◆ **What you are asked to do**
Print each of the entries exactly, leaving nothing out.

— Start Material —

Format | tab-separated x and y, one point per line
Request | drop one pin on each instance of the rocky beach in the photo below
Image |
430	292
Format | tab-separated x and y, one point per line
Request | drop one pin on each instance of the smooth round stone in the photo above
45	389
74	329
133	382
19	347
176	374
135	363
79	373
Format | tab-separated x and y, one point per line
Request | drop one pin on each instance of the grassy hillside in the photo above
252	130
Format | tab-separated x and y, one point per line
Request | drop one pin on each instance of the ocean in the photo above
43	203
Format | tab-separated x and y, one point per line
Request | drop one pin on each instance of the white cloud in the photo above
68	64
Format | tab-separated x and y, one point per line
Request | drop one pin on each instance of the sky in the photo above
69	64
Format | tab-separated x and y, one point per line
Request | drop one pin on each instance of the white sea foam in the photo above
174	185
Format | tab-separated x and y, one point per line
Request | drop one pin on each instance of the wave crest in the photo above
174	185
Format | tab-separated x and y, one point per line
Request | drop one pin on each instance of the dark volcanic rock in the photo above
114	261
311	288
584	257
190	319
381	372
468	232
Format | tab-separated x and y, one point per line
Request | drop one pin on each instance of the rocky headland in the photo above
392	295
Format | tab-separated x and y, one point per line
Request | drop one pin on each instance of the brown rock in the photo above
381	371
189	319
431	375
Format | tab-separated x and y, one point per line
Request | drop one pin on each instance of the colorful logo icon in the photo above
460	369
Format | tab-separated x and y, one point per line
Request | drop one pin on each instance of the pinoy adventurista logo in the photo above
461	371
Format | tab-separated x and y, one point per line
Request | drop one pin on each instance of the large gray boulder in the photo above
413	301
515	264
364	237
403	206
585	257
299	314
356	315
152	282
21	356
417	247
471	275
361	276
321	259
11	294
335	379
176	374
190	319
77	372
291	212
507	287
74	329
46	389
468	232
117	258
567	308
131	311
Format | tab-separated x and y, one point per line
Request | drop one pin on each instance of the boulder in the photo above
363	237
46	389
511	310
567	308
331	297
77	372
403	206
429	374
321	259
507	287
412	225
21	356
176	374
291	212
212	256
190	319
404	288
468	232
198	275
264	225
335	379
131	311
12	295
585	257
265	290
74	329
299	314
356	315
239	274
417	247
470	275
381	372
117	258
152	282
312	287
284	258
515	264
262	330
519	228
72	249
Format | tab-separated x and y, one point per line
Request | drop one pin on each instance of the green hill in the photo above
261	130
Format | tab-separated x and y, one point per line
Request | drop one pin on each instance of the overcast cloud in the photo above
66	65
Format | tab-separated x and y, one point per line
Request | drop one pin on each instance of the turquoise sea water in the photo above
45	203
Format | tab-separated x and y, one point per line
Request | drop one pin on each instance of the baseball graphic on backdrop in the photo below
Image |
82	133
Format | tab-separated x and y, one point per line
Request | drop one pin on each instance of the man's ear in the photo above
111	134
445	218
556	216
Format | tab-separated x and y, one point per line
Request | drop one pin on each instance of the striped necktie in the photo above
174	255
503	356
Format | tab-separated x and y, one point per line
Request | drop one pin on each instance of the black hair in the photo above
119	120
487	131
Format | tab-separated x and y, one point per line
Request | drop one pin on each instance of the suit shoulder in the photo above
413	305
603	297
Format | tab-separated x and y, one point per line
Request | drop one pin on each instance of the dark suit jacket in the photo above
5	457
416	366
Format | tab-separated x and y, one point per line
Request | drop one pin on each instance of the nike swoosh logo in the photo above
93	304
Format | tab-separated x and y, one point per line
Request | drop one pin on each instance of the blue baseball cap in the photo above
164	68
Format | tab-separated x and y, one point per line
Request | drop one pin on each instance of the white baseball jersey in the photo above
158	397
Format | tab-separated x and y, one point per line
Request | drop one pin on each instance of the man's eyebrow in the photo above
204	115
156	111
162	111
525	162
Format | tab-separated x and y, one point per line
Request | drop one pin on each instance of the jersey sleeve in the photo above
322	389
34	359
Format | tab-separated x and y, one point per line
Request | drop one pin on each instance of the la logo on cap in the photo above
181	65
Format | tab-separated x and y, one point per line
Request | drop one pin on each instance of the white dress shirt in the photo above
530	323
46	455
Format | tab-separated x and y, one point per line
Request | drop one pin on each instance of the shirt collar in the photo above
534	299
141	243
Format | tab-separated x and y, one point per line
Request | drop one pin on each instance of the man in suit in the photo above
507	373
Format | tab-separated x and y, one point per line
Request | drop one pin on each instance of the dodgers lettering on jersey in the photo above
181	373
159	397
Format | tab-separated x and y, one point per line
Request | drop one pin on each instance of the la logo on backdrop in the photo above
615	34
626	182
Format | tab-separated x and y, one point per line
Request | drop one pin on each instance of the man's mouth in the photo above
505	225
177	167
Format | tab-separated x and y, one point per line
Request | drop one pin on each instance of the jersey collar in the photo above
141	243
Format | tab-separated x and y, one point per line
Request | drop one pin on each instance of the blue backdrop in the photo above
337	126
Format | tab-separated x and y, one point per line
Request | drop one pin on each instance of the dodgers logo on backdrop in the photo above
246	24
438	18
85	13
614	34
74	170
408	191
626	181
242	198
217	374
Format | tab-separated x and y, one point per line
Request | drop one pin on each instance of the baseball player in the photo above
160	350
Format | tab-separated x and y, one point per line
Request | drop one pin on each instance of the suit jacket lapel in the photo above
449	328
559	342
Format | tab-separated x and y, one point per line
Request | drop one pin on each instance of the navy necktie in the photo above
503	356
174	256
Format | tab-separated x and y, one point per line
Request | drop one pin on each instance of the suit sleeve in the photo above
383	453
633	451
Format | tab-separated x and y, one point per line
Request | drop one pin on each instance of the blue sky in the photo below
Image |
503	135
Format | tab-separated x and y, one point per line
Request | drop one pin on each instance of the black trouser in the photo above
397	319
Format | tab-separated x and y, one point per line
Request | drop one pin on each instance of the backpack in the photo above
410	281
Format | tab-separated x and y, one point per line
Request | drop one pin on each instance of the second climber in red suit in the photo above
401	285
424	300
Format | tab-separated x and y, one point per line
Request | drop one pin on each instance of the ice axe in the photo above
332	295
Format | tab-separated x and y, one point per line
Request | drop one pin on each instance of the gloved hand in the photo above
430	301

— End Material —

◆ **Task response**
Format | tab-separated x and y, one point per line
Request | drop one pin on each instance of the rocky beach in the photo below
Image |
430	292
Format | tab-separated x and y, one point per line
Request | drop one pin on each instance of the smooth round stone in the photo above
45	389
74	329
133	382
19	347
176	374
135	363
79	373
Format | tab-separated x and y, one point per line
Request | drop one pin on each instance of the grassy hillside in the photo above
252	130
Format | tab-separated x and y, one point per line
Request | drop one pin on each instance of the ocean in the photo above
43	203
Format | tab-separated x and y, one point per line
Request | drop one pin on each instance of the white cloud in the photo above
68	64
Format | tab-separated x and y, one point per line
Request | drop one pin on each instance of the sky in the photo above
69	64
Format | tab-separated x and y, one point per line
Request | drop one pin on each instance of the white sea foam in the photo above
174	185
Format | tab-separated x and y, one point per line
Request | drop one pin on each instance of the wave crest in the photo above
174	185
Format | tab-separated x and y, one point per line
Request | drop one pin on each instance of the dark volcanic rock in the photo above
114	261
311	288
584	257
190	319
381	372
468	232
Format | tab-separated x and y, one point per line
Request | drop one pin on each instance of the rocky headland in the photo above
392	295
Format | tab-separated x and y, one point per line
Request | drop one pin on each instance of the brown rock in the photo above
381	371
189	319
431	375
Format | tab-separated x and y, one point per line
Request | drop one pin on each instance of the colorful logo icon in the photo above
460	369
Format | tab-separated x and y, one point per line
Request | drop one pin on each instance of the pinoy adventurista logo in the photo above
461	371
Format | tab-separated x and y, one point per line
Request | drop one pin on each instance of the large gray boulder in the photo above
413	301
515	264
364	237
403	206
585	257
299	314
356	315
152	282
21	356
417	247
471	275
361	276
321	259
11	294
335	379
176	374
190	319
77	372
291	212
507	287
74	329
46	389
468	232
117	258
567	308
131	311
Format | tab-separated x and y, one point per line
Request | drop one pin on each instance of the boulder in the photo above
363	237
46	389
511	310
567	308
331	297
77	372
403	206
429	374
321	259
507	287
412	225
21	356
176	374
291	212
212	256
190	319
404	288
468	232
198	275
264	225
335	379
131	311
12	295
585	257
265	290
74	329
299	314
356	315
239	274
417	247
470	275
381	372
117	258
152	282
312	287
284	258
515	264
262	330
519	228
72	249
Format | tab-separated x and y, one point per line
Request | drop one pin on each instance of the green hill in the photo above
261	130
Format | tab-separated x and y, one point per line
Request | drop one pin on each instance of the overcast cloud in the photo above
66	65
Format | tab-separated x and y, one point per line
Request | drop one pin on each instance of the turquoise sea water in the photo above
45	203
Format | tab-separated x and y, one point per line
Request | drop one pin on each instance of the baseball graphic on backdrop in the photo below
Image |
82	133
Format | tab-separated x and y, one point per line
Request | drop one pin on each instance of the man's ear in the photo above
111	134
445	218
556	216
Format | tab-separated x and y, one point per line
Request | drop one pin on each instance of the striped necktie in the photo above
174	255
503	356
Format | tab-separated x and y, one point per line
Request | drop one pin on each instance of the black hair in the photo above
119	120
487	131
Format | tab-separated x and y, one point per line
Request | drop one pin on each instance of the suit shoulder in the photo above
413	305
603	297
Format | tab-separated x and y, one point per line
Request | drop one pin on each instance of the dark suit jacket in the photo above
5	457
416	366
Format | tab-separated x and y, one point per line
Request | drop one pin on each instance of the nike swoosh logo in the photo above
93	304
Format | tab-separated x and y, one point per line
Request | drop one pin on each instance of the blue baseball cap in the photo above
164	68
Format | tab-separated x and y, one point per line
Request | drop one pin on each instance of the white baseball jersey in the photo above
158	397
Format | tab-separated x and y, one point per line
Request | drop one pin on each instance of the man's eyebrow in the photo above
204	115
156	111
162	111
525	162
Format | tab-separated x and y, one point per line
Request | drop one pin on each instance of the jersey sleeve in the photo above
322	389
34	359
Format | tab-separated x and y, one point per line
Request | drop one pin on each instance of the la logo on cap in the photo above
181	65
Format | tab-separated x and y, one point per line
Request | drop one pin on each instance of the white dress shirt in the photo above
530	323
46	455
Format | tab-separated x and y, one point per line
Request | drop one pin on each instance of the shirt collar in the photo above
534	299
141	243
Format | tab-separated x and y, one point per line
Request | drop one pin on each instance of the man in suit in the photo above
507	373
Format | tab-separated x and y, one point per line
Request | drop one pin on each instance of the dodgers lettering on jersey in the photo above
181	373
159	397
Format | tab-separated x and y, one point per line
Request | drop one pin on each instance of the la logo on backdrop in the photo above
615	34
626	182
Format | tab-separated x and y, one point per line
Request | drop one pin on each instance of the man's mouth in the photo above
505	225
177	167
Format | tab-separated x and y, one point per line
Request | drop one pin on each instance of the jersey collar in the photo above
141	243
Format | tab-separated x and y, one point per line
Request | drop one pin on each instance of the blue backdrop in the photo above
337	126
Format | tab-separated x and y, one point per line
Request | drop one pin on each instance of the dodgers logo on backdrop in the photo above
246	24
438	18
85	13
614	34
74	170
408	191
626	181
242	198
217	374
Format | tab-separated x and y, one point per line
Request | drop one pin on each instance of the baseball player in the photo above
160	350
Format | tab-separated x and y, one point per line
Request | drop one pin on each instance of the suit jacket lapel in the photo above
449	328
559	342
Format | tab-separated x and y, one point per line
Request | drop one pin on each instance of the navy necktie in the photo above
503	356
174	256
Format | tab-separated x and y, one point per line
Request | drop one pin on each instance of the suit sleeve in the photo above
383	453
633	451
Format | tab-separated x and y, one point per line
Request | drop one pin on each instance of the blue sky in the photo below
Image |
503	135
Format | tab-separated x and y, one point per line
Request | drop one pin on each instance of the black trouser in the photo above
397	319
Format | tab-separated x and y, one point per line
Request | drop one pin on each instance of the backpack in the photo above
410	281
Format | tab-separated x and y, one point per line
Request | drop one pin on each instance of the second climber in red suit in the photo above
401	285
424	300
Format | tab-separated x and y, one point per line
Request | drop one pin on each instance of the ice axe in the photo above
332	295
Format | tab-separated x and y, one point per line
Request | drop one pin on each instance of the gloved hand in the photo above
430	301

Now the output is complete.